### Records shown

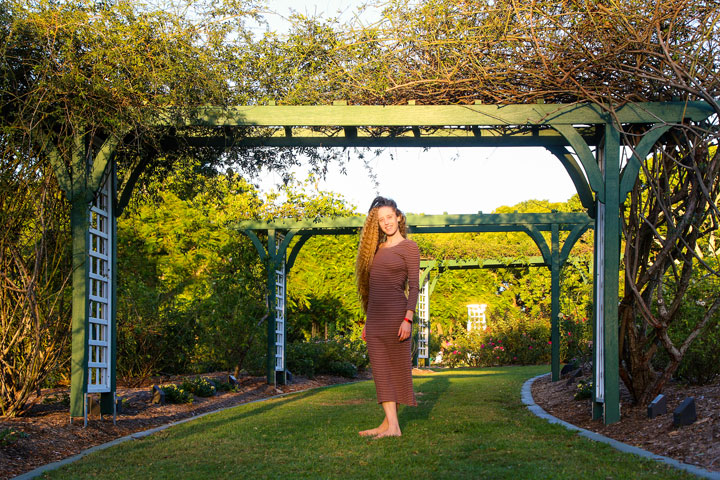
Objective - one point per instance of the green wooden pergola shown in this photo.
(585, 138)
(280, 258)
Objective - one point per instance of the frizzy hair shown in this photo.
(370, 238)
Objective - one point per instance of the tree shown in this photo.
(445, 52)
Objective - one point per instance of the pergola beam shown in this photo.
(429, 115)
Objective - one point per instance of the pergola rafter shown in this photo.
(584, 137)
(281, 257)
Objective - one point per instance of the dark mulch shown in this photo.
(696, 444)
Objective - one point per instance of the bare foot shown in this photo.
(373, 431)
(390, 432)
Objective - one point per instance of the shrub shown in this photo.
(200, 386)
(344, 369)
(175, 394)
(9, 435)
(584, 390)
(520, 344)
(575, 338)
(338, 356)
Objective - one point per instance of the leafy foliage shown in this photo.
(175, 394)
(199, 386)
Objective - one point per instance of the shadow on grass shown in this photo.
(430, 391)
(240, 412)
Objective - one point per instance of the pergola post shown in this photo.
(608, 286)
(79, 223)
(555, 266)
(88, 180)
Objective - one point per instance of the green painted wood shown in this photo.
(341, 225)
(424, 115)
(471, 264)
(80, 311)
(577, 176)
(539, 240)
(571, 240)
(425, 138)
(597, 406)
(586, 157)
(256, 242)
(295, 250)
(272, 299)
(637, 159)
(611, 159)
(555, 304)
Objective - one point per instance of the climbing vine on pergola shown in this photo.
(585, 138)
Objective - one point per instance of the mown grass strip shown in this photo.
(470, 423)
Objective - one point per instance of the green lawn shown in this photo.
(469, 423)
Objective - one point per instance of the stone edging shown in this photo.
(138, 435)
(528, 400)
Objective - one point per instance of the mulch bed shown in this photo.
(696, 444)
(49, 435)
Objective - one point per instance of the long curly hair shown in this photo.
(370, 238)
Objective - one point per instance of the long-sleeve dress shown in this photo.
(391, 362)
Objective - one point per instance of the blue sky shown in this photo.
(439, 180)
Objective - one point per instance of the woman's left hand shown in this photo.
(405, 331)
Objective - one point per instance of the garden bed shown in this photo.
(696, 444)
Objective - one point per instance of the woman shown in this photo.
(386, 263)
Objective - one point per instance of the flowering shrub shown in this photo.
(584, 390)
(200, 386)
(521, 344)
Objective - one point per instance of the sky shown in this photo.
(438, 180)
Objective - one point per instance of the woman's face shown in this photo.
(388, 220)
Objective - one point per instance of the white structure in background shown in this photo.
(100, 298)
(280, 297)
(476, 317)
(423, 311)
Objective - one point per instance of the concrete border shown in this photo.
(138, 435)
(527, 399)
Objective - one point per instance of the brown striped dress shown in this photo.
(391, 362)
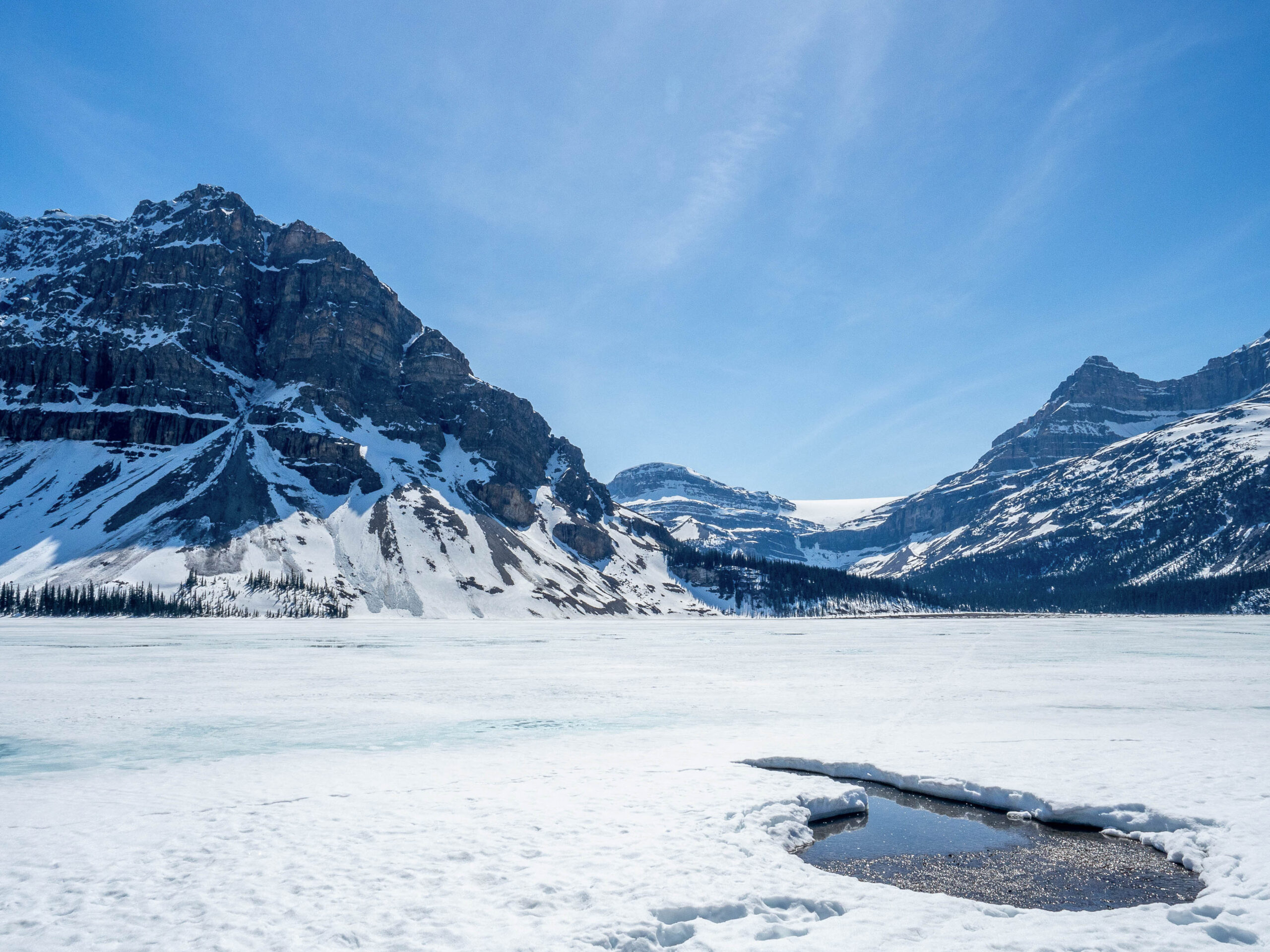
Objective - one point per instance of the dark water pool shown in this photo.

######

Quote the entries above word for word. Leave the images out.

Reply —
Objective - one point per instance of the green wooden pergola shown in this photo.
(585, 138)
(280, 258)
Objective - one point per instance of the frizzy hair shown in this photo.
(370, 238)
Objective - one point per instance of the tree shown in this photo.
(445, 52)
Objective - one point per instance of the pergola beam shown in this photo.
(429, 115)
Objective - one point per instance of the pergola rafter shown in this photo.
(584, 137)
(281, 257)
Objective - one point per instance of the dark mulch shown in this photo.
(696, 444)
Objective - one point per instance of the bare foot shown in this photo.
(373, 431)
(390, 432)
Objective - one point per instance of the shrub shown in this photo.
(200, 386)
(344, 369)
(175, 394)
(9, 435)
(584, 390)
(520, 344)
(575, 338)
(338, 356)
Objective - one point per instance of the leafy foliage shown in this photo.
(175, 394)
(199, 386)
Objective - one point per instance of the shadow on grass shown in this photo.
(430, 391)
(240, 412)
Objective - one point per instance of the pergola post shown in this photo.
(608, 286)
(79, 223)
(555, 266)
(88, 180)
Objective - one point per instance of the green painted wood shown in this photo.
(341, 225)
(424, 115)
(471, 264)
(80, 311)
(577, 176)
(539, 240)
(571, 240)
(425, 138)
(597, 406)
(586, 157)
(256, 242)
(295, 250)
(272, 299)
(637, 159)
(611, 159)
(555, 304)
Objective - one point per instance of the climbing vine on pergola shown in this photo.
(585, 138)
Objective - one point per instance of the mown grass strip shown in this photo.
(470, 423)
Objective - one point per instance of the green lawn shown in this photo.
(469, 423)
Objective - one point per instance of the stone edging shown in this photo.
(138, 435)
(528, 400)
Objective - one point per instance of the mulch bed shown in this photo.
(696, 444)
(49, 435)
Objective - one point per instance of the long curly hair shown in this photo.
(370, 238)
Objective - one point per instance of the long-sleeve dress shown in this photo.
(391, 362)
Objective - one point per instance of the blue sky shown in this photo.
(439, 180)
Objective - one point per instance of the woman's left hand shown in this photo.
(405, 331)
Objective - one point per instance of the garden bed shown in this photo.
(696, 444)
Objective - one point per instance of the woman shown in this photo.
(386, 263)
Objective - one point per instance of the flowering shrub shown in this photo.
(584, 390)
(200, 386)
(521, 344)
Objective - one point per instance of the sky shown in this photo.
(438, 180)
Objective - one point per instance of the woman's face shown in this photo.
(388, 220)
Objective - one point per instance of the white structure in background shown in this photo.
(100, 298)
(280, 297)
(476, 317)
(423, 311)
Objective - one point per instance of the concrete border shown in this photo.
(138, 435)
(527, 399)
Objective - one point per instance of the brown striped dress shown in this photo.
(391, 362)
Objective - one point per instance of the dark water pool shown in this photo.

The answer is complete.